(Exercise details) For the listing below, work out the number of lines that hold "green" and return that number alone.

(Data supplied)
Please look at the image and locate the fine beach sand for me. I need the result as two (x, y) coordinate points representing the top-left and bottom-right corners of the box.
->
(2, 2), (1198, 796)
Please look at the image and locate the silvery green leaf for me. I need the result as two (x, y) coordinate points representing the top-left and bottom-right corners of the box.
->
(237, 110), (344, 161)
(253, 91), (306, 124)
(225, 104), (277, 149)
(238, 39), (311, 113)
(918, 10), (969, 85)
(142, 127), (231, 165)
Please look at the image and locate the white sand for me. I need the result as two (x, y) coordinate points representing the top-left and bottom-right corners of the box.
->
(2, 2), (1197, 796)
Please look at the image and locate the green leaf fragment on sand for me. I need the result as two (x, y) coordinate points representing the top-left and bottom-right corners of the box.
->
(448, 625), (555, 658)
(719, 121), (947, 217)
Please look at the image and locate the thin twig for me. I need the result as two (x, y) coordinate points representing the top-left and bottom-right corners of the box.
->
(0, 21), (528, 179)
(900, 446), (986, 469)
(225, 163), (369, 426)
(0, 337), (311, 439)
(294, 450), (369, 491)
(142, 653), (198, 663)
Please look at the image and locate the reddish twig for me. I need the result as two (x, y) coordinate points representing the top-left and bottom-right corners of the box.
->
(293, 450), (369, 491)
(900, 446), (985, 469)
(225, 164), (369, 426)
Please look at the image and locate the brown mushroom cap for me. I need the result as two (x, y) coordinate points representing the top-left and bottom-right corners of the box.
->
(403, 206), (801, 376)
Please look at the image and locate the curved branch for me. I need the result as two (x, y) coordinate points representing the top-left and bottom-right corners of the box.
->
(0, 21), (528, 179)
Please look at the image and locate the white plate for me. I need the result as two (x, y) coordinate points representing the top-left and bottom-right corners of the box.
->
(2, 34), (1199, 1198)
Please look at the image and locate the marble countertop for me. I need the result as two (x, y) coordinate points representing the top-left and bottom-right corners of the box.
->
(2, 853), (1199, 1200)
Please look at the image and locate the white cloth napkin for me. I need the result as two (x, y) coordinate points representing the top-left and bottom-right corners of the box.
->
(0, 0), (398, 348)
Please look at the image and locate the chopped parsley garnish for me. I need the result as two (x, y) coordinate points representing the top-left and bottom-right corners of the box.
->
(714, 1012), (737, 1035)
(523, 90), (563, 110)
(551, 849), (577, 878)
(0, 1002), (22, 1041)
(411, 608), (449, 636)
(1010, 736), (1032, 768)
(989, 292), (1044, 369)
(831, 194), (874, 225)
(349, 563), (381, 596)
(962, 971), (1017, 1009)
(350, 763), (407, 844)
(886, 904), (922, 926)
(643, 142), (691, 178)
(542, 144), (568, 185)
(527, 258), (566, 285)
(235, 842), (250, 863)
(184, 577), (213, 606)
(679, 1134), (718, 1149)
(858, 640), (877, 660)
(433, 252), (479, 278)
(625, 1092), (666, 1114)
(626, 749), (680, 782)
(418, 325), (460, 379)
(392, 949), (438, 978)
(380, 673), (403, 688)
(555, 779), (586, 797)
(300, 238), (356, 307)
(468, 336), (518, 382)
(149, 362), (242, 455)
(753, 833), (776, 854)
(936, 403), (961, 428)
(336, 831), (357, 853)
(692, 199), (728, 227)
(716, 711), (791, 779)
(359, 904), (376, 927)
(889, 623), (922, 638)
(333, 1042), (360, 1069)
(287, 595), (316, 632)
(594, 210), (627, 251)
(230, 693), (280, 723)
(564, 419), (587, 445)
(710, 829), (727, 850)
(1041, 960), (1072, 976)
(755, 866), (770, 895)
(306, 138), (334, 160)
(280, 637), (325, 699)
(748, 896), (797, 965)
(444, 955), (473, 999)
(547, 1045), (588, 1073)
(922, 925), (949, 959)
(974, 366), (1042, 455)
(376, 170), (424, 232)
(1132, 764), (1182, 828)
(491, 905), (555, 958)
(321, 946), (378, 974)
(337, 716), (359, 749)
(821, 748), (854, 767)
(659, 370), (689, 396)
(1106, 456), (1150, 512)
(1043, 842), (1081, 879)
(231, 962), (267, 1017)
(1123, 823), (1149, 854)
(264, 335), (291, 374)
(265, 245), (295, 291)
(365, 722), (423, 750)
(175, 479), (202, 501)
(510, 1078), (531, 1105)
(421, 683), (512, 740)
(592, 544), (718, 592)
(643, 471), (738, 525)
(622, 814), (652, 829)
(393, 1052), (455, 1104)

(Exercise solution) 2